Aydın Selcen
Yüksek Seçim Kurulu’nun yapmakla yükümlü olduğu tek işi var: Seçimi yurt genelinde ona söylenen günde düzenlemek. Muhalefetin siyaseten yapması gereken tek işi var: Seçimin ertelenmesini önlemek. YSK’nın yükümlülüğü yasal ve teknik. Muhalefete düşense anayasal ve politik.
Bu yalın gerçeği dile getirdikten sonra “ama” diye devam edilerek dile getirilecek her öneri, iyi niyetli de olsa, gerek anayasanın gerek siyasetin dışına düşer veya karşısında (“anti”) olur. Bunun ötesinde YSK açısından olası bir hükümet darbesi girişimine ortak veya alet olmak da demektir. İlkinin sonuçları siyasi, ikincisininki hukuki olacaktır.
Kaldı ki seçimleri ertelemek ne cumhurbaşkanının ne YSK’nun yetkisi dahilinde. Seçim erteleme kararı ancak TBMM tarafından o da ancak savaş halinde alınabilir. Seçimi zamanında yapmak, güdük de olsa eldeki demokrasinin biricik temeli ve güvencesi. Seçimin yenilenmesi “egemenlik kayıtsız şartsız milletindir” ilkesini tazelemekken, seçimin ertelenmesi halkın egemenliğinden kaçınmak demek.
Dolayısıyla muhalefetin ne bir saptama yapmak, deprem bölgesinden fotoğraf çekip YSK’na ve/veya iktidara (iktidar bu rejimde tek adamda cisim bulduğuna göre) cumhurbaşkanına yol göstermek, değerlendirme paylaşmak, çözüm yolu önermek, akıl vermek gibi bir ödevi yok. Bunu yapması hücuma çıkarken, kendi kalesinde şok gol görmenin ötesinde ülkemizde geriye kalan anayasal düzenin temeline dinamit koymakla eşdeğer olur.

# # # # # # #

## Belirtilen hedef 1:
Seçilen bölüme göre seçim erteleme kararını hangi organ, hangi durumda alabilir?
## Belirtilen hedef 2:
Seçilen bölümden "Kaldı ki seçimleri" sözlerinden "koymakla eşdeğer olur." sözlerine kadar olan kısmı harfi harfine yazıya geçirin.
## Belirtilen hedef 3:
Seçimin ertelenmesini tartışan seçilen bölümü, son cümlesinden sonrasını yazarak sürdürün.

# # # # # # #

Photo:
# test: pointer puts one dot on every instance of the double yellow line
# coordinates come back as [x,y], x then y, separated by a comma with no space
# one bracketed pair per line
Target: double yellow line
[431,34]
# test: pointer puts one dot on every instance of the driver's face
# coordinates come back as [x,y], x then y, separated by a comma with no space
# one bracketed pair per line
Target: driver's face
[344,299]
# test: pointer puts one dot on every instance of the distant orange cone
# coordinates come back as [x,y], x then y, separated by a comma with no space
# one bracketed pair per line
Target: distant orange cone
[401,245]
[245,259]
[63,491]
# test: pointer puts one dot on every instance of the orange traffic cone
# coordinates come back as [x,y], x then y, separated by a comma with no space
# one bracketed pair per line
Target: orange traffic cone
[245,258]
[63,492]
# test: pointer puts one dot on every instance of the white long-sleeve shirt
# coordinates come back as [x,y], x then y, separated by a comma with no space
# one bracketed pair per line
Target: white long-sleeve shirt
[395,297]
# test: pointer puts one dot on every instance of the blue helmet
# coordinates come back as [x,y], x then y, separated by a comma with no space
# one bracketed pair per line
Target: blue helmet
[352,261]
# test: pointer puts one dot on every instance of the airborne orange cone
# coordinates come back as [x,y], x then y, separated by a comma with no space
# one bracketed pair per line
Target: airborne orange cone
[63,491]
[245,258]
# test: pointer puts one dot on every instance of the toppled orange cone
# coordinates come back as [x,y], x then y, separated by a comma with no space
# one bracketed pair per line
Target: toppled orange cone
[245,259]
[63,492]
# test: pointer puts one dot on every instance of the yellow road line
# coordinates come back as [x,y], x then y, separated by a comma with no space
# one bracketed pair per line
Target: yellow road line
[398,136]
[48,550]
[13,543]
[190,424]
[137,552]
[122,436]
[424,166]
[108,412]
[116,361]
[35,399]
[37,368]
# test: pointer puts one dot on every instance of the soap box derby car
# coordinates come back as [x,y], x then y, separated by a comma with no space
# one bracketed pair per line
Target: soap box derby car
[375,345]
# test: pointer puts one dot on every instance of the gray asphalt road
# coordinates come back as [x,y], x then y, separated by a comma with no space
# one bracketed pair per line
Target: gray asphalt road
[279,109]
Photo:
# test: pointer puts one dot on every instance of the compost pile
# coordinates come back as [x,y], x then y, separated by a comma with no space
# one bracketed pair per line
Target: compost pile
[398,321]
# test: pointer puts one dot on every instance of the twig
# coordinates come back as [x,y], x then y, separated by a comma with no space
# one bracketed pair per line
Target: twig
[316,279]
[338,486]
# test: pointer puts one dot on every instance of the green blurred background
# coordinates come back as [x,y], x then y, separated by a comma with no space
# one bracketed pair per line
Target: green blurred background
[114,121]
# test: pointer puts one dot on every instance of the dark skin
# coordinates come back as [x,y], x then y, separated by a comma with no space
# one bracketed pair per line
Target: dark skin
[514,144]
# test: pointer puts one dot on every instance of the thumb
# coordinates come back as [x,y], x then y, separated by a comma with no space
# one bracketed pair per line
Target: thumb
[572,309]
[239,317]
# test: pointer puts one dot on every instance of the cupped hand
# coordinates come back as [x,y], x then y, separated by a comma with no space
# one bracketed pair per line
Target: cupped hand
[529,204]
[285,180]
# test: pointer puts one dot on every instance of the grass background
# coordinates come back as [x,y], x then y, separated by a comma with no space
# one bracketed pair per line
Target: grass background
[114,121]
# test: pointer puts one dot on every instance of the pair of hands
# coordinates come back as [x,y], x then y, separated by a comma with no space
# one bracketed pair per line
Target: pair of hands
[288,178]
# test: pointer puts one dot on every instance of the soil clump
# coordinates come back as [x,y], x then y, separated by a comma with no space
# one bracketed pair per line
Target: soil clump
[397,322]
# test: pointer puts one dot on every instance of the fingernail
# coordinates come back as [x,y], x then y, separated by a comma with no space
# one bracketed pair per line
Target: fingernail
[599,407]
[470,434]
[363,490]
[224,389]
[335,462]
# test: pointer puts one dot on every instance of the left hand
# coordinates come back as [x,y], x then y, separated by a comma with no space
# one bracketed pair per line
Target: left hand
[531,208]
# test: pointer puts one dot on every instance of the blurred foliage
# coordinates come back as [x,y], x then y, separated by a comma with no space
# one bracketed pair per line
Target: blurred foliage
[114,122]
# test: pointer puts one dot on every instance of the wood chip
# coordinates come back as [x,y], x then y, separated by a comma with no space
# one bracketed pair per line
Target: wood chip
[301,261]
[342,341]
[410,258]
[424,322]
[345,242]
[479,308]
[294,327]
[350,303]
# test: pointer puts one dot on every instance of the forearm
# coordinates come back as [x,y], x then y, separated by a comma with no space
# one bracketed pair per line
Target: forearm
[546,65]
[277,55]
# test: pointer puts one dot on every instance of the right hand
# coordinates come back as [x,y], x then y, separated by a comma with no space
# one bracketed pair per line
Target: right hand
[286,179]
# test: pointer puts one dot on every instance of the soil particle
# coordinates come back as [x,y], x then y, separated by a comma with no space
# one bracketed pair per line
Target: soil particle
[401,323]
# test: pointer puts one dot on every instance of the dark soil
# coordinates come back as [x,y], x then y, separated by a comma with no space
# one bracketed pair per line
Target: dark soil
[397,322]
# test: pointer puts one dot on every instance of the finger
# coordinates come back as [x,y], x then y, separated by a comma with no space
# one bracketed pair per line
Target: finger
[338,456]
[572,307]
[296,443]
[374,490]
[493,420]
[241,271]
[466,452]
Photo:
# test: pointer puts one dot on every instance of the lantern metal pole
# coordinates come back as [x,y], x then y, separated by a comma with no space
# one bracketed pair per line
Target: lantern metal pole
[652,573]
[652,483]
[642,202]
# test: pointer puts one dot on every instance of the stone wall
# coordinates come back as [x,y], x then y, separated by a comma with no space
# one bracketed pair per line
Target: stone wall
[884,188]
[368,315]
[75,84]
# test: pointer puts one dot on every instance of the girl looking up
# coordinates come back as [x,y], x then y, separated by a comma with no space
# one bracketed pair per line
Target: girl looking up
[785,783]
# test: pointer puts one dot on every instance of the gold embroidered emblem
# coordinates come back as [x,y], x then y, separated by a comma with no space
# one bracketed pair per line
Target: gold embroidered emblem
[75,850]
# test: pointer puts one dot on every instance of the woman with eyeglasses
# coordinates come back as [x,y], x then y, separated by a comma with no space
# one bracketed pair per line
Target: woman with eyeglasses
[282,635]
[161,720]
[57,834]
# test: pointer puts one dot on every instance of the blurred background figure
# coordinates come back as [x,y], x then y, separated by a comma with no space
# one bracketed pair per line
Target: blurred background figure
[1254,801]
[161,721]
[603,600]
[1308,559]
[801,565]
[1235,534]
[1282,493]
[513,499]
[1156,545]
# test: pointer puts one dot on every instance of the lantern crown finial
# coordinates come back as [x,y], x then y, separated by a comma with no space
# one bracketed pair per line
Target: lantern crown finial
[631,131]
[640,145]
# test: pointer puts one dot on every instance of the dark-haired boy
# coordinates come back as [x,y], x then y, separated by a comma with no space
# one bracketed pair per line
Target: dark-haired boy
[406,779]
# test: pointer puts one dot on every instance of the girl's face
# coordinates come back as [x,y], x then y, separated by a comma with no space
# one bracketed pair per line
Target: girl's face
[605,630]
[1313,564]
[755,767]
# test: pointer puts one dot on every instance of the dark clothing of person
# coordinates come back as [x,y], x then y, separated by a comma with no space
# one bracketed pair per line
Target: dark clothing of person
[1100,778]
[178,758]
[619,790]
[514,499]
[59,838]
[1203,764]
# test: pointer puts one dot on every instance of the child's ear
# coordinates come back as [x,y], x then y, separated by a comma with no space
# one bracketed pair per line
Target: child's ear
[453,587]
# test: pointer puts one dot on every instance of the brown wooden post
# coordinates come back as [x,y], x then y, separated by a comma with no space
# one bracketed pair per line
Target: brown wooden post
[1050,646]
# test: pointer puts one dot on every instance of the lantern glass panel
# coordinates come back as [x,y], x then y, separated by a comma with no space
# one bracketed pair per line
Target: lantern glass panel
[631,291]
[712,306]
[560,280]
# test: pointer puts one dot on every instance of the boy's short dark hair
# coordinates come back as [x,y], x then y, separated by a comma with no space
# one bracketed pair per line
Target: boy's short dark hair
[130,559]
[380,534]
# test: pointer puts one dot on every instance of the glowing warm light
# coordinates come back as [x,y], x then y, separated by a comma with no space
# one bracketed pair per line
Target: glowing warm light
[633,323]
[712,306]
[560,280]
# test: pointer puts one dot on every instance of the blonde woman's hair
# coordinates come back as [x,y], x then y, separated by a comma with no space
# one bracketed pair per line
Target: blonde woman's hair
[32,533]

# # # # # # #

## Yanıt 1:
TBMM, ancak savaş halinde alabilir.

## Yanıt 2:
Kaldı ki seçimleri ertelemek ne cumhurbaşkanının ne YSK’nun yetkisi dahilinde. Seçim erteleme kararı ancak TBMM tarafından o da ancak savaş halinde alınabilir. Seçimi zamanında yapmak, güdük de olsa eldeki demokrasinin biricik temeli ve güvencesi. Seçimin yenilenmesi “egemenlik kayıtsız şartsız milletindir” ilkesini tazelemekken, seçimin ertelenmesi halkın egemenliğinden kaçınmak demek.
Dolayısıyla muhalefetin ne bir saptama yapmak, deprem bölgesinden fotoğraf çekip YSK’na ve/veya iktidara (iktidar bu rejimde tek adamda cisim bulduğuna göre) cumhurbaşkanına yol göstermek, değerlendirme paylaşmak, çözüm yolu önermek, akıl vermek gibi bir ödevi yok. Bunu yapması hücuma çıkarken, kendi kalesinde şok gol görmenin ötesinde ülkemizde geriye kalan anayasal düzenin temeline dinamit koymakla eşdeğer olur.

## Yanıt 3:
Büyükelçi Rıza Türmen şöyle https://t24.com.tr/yazarlar/riza-turmen/deprem-secimleri-erteleme-nedeni-olabilir-mi,38786 diyor: “Depremde hükümetin politikaları, ihmalleri, liyakatsizliği nedenleriyle çok fazla sayıda insanın yaşamını yitirmesi, mevcut ekonomik krizle birleşince, halkta iktidara karşı büyük bir öfke birikimine yol açtı. Bu öfke henüz bir toplumsal eyleme dönüşmemişse, bunun nedeni yakın bir gelecekte iktidarı seçim yoluyla değiştirmek seçeneğinin mevcut olması.”
Başka deyişle yahut benim düzayak çevirimle, bunun anlamı “çanak çömlek patladı” denilerek girişilecek bir seçim ertelemesi yani hükümet darbesi girişiminin, o mecazi çanak ve çömleği halkın iktidarıyla muhalefetiyle siyasetin –deyim yerindeyse- “kafasında kırması” sonucunu verecek. Ve bu, biraz sağduyu sahibi her yurttaşın mutlaka önüne geçmek için çabalaması gereken korkunç bir olasılık.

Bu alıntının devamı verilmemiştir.